#### Article:
***

MATMUL (C)

Goal

Walk you through the usage of Codee to optimize MATMUL, a matrix multiplication code, by parallelizing computations on CPU with OpenMP.

info

This guide was made using an Azure HBv4 machine and the AMD compilers. These steps have also been tested with GNU and Intel compilers, so you can follow allong by replacing the corresponding compilation flags.

To take a deeper look into de architecture of the machine used please visit the official Microsoft webpage, HBv4-series virtual machine overview

Prerequisites

Ensure you have:

Access to an Azure machine and Codee installed on it.
AMD clang compiler.
The codee-demos repository on your machine.

To clone the necessary repository just execute the following on your terminal:

git clone https://github.com/codee-com/codee-demos.git

Getting started

First, navigate to the source code for MATMUL:

cd codee-demos/C/MATMUL

Walkthrough

1. Explore the source code

The computation is handled by a triple-nested for loop within main.c:

// Accumulation
for (size_t i = 0; i < m; i++) {
    for (size_t j = 0; j < n; j++) {
        for (size_t k = 0; k < p; k++) {
            C[i][j] += A[i][k] * B[k][j];
        }
    }
}

2. Run the checks report

Note

It is recommended to run the screening report first to obtain a ranking of the checkers, which can help you decide which one to implement first.

To explore how Codee can help speed up this loop by parallelizing its execution on CPU, use --target-arch to include multithreading-related checks in the analysis:

Codee command
codee checks --verbose --target-arch cpu main.c:matmul -- clang main.c -I include -O3

Codee output
Date: 2025-04-16 Codee version: 2025.2 License type: Full
Compiler invocation: clang main.c -I include -O3

[1/1] main.c ... Done

CHECKS REPORT

main.c:16:9 [PWR039] (level: L1): Consider loop interchange to improve the locality of reference and enable vectorization
  Loops to interchange:
    16:         for (size_t j = 0; j < n; j++) {
    17:             for (size_t k = 0; k < p; k++) {
  Suggestion: Interchange inner and outer loops in the loop nest to improve performance
  Documentation: https://github.com/codee-com/open-catalog/tree/main/Checks/PWR039
  AutoFix:
    codee rewrite --check-id pwr039 --in-place main.c:16:9 -- clang main.c -I include -O3

<...>

main.c:15:5 [PWR050] (level: L2): Consider applying multithreading parallelism to forall loop
  Suggestion: Use 'rewrite' to automatically optimize the code
  Documentation: https://github.com/codee-com/open-catalog/tree/main/Checks/PWR050
  AutoFix (choose one option):
    * Using OpenMP 'for' (recommended):
        codee rewrite --check-id pwr050 --variant omp-for --in-place main.c:15:5 -- clang main.c -I include -O3
    * Using OpenMP 'taskwait':
        codee rewrite --check-id pwr050 --variant omp-taskwait --in-place main.c:15:5 -- clang main.c -I include -O3
    * Using OpenMP 'taskloop':
        codee rewrite --check-id pwr050 --variant omp-taskloop --in-place main.c:15:5 -- clang main.c -I include -O3

<...>
SUGGESTIONS

  Use --check-id to focus on specific subsets of checkers, e.g.:
        codee checks --check-id PWR039 --verbose --target-arch cpu main.c:matmul -- clang main.c -I include -O3

1 file, 1 function, 5 loops, 55 LOCs successfully analyzed (7 checkers) and 0 non-analyzed files in 1322 ms

Codee suggests various options to optimize the loop, including automatic code generation for loop interchange, helping improve memory accesses, and parallelism using OpenMP.

***

#### Record list:
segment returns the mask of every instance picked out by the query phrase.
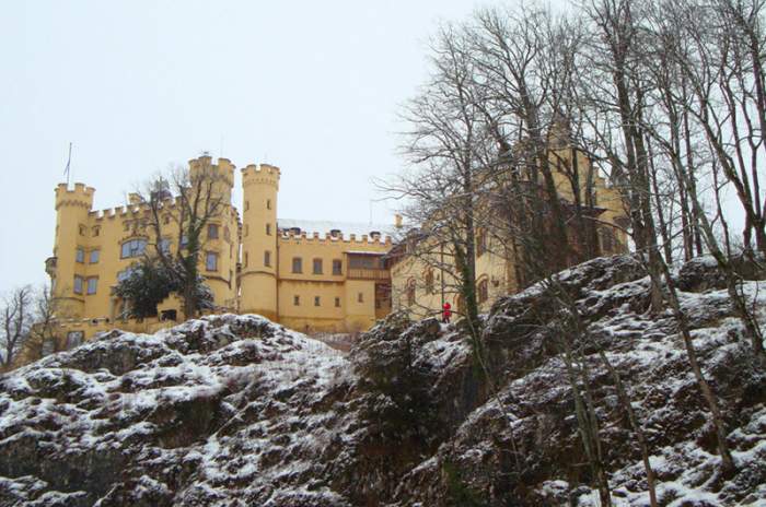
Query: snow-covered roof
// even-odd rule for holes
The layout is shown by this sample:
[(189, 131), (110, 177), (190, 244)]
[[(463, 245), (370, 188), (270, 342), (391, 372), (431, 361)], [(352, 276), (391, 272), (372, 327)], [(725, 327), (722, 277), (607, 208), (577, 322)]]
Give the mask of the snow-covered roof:
[(384, 251), (370, 251), (370, 250), (346, 250), (346, 254), (351, 254), (352, 256), (382, 256)]
[(311, 235), (320, 233), (320, 236), (329, 234), (330, 231), (340, 231), (344, 239), (350, 239), (350, 235), (355, 234), (357, 239), (360, 239), (362, 234), (380, 233), (383, 237), (394, 236), (396, 227), (394, 224), (370, 224), (363, 222), (333, 222), (324, 220), (293, 220), (293, 219), (277, 219), (277, 228), (289, 229), (300, 227), (301, 232)]

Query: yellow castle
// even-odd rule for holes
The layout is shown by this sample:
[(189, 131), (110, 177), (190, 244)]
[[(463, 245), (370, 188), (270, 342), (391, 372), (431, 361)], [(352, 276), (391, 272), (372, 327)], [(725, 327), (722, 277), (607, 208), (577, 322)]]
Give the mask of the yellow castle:
[[(584, 153), (568, 146), (550, 154), (558, 167), (555, 179), (560, 199), (572, 202), (565, 168), (590, 170), (591, 163)], [(268, 164), (241, 169), (240, 214), (232, 204), (235, 166), (227, 158), (213, 164), (207, 155), (189, 161), (192, 176), (202, 170), (214, 173), (216, 191), (223, 203), (207, 224), (199, 259), (214, 313), (260, 314), (304, 332), (365, 330), (392, 309), (407, 309), (415, 317), (438, 315), (445, 302), (461, 313), (450, 262), (437, 262), (441, 268), (434, 269), (433, 263), (413, 255), (413, 236), (404, 233), (398, 215), (392, 227), (279, 219), (280, 170)], [(155, 241), (171, 248), (184, 239), (178, 225), (167, 219), (163, 237), (155, 238), (147, 226), (148, 205), (139, 196), (130, 194), (125, 207), (95, 211), (94, 192), (83, 184), (56, 188), (54, 256), (46, 260), (56, 305), (49, 351), (71, 347), (113, 328), (151, 332), (185, 318), (182, 302), (173, 294), (158, 306), (155, 318), (123, 317), (125, 302), (114, 294), (114, 287)], [(627, 251), (627, 219), (618, 191), (596, 176), (593, 200), (597, 205), (591, 212), (599, 227), (596, 251), (591, 255)], [(169, 203), (175, 205), (172, 198)], [(391, 237), (394, 233), (401, 233), (396, 243)], [(480, 232), (476, 244), (481, 311), (498, 296), (527, 284), (519, 275), (517, 256), (504, 246), (499, 248), (491, 233)], [(434, 255), (443, 258), (445, 252)], [(32, 356), (40, 353), (46, 351)]]
[[(199, 266), (216, 313), (260, 314), (301, 331), (353, 332), (391, 311), (382, 257), (392, 240), (384, 227), (278, 219), (280, 170), (267, 164), (241, 169), (240, 215), (231, 201), (235, 166), (206, 155), (189, 162), (192, 176), (200, 170), (217, 174), (224, 203), (207, 224)], [(95, 211), (94, 193), (83, 184), (56, 188), (54, 255), (46, 260), (62, 342), (56, 349), (115, 327), (146, 332), (184, 318), (173, 295), (155, 319), (121, 318), (125, 302), (113, 290), (156, 239), (138, 196), (125, 207)], [(161, 240), (171, 248), (181, 235), (173, 221), (165, 224)]]

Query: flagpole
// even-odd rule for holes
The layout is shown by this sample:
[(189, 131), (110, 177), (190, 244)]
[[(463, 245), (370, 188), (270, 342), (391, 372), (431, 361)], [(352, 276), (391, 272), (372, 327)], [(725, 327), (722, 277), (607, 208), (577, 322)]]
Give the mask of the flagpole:
[(72, 163), (72, 143), (69, 143), (69, 157), (67, 158), (67, 167), (63, 169), (63, 174), (67, 175), (67, 188), (69, 188), (69, 176), (70, 176), (70, 164)]

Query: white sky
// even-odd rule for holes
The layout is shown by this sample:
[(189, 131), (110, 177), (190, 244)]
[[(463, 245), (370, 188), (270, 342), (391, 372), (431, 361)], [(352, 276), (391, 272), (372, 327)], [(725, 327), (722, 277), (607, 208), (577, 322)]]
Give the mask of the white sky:
[[(237, 167), (281, 167), (279, 216), (368, 221), (371, 178), (402, 166), (396, 111), (425, 79), (428, 37), (475, 7), (4, 2), (0, 293), (47, 281), (70, 141), (72, 179), (96, 188), (95, 209), (222, 146)], [(393, 220), (382, 203), (373, 213)]]

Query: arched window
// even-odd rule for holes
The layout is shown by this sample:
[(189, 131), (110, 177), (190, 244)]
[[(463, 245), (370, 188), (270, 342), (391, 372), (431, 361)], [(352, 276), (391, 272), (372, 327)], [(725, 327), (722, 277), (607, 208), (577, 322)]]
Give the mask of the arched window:
[(483, 228), (476, 231), (476, 257), (481, 257), (487, 251), (487, 233)]
[(477, 286), (477, 292), (478, 292), (479, 305), (485, 303), (487, 299), (489, 299), (489, 283), (488, 283), (486, 278), (479, 280), (479, 283)]
[(407, 280), (407, 306), (415, 304), (415, 279)]
[(423, 278), (426, 280), (426, 293), (433, 294), (433, 270), (429, 268)]

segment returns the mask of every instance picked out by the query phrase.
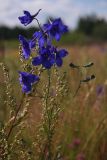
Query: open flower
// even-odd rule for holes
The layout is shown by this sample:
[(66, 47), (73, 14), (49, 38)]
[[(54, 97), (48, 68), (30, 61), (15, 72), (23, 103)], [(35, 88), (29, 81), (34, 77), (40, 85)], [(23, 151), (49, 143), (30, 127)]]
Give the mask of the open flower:
[(47, 45), (46, 47), (41, 47), (39, 50), (39, 55), (33, 58), (32, 64), (34, 66), (43, 65), (46, 69), (50, 69), (55, 63), (55, 55), (53, 53), (53, 47)]
[(60, 40), (63, 33), (68, 31), (68, 27), (63, 24), (60, 18), (55, 19), (50, 24), (44, 24), (43, 28), (50, 37), (55, 38), (57, 41)]
[(31, 73), (19, 71), (19, 75), (19, 81), (22, 86), (22, 91), (25, 93), (29, 93), (32, 89), (32, 84), (39, 81), (39, 77)]
[(27, 40), (22, 35), (19, 35), (19, 40), (22, 45), (22, 54), (25, 59), (28, 59), (31, 53), (31, 49), (35, 47), (35, 41)]
[(43, 47), (47, 44), (50, 44), (50, 39), (47, 37), (47, 34), (43, 31), (36, 31), (33, 34), (33, 38), (38, 41), (39, 47)]
[(33, 19), (39, 14), (41, 9), (38, 10), (38, 12), (34, 15), (31, 15), (30, 12), (28, 11), (23, 11), (24, 12), (24, 16), (18, 17), (20, 22), (22, 24), (24, 24), (25, 26), (27, 26), (28, 24), (30, 24)]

***

#### Directives:
(A) In the MATMUL guide, rewrite the passage between "This guide was" and "on your machine.", inclusive, substituting "toolchains" for "compilers".
(B) According to the MATMUL guide, what kind of machine was used to make it?

#### In response:
(A)
This guide was made using an Azure HBv4 machine and the AMD toolchains. These steps have also been tested with GNU and Intel toolchains, so you can follow allong by replacing the corresponding compilation flags.

To take a deeper look into de architecture of the machine used please visit the official Microsoft webpage, HBv4-series virtual machine overview

Prerequisites

Ensure you have:

Access to an Azure machine and Codee installed on it.
AMD clang compiler.
The codee-demos repository on your machine.

(B) An Azure HBv4 machine.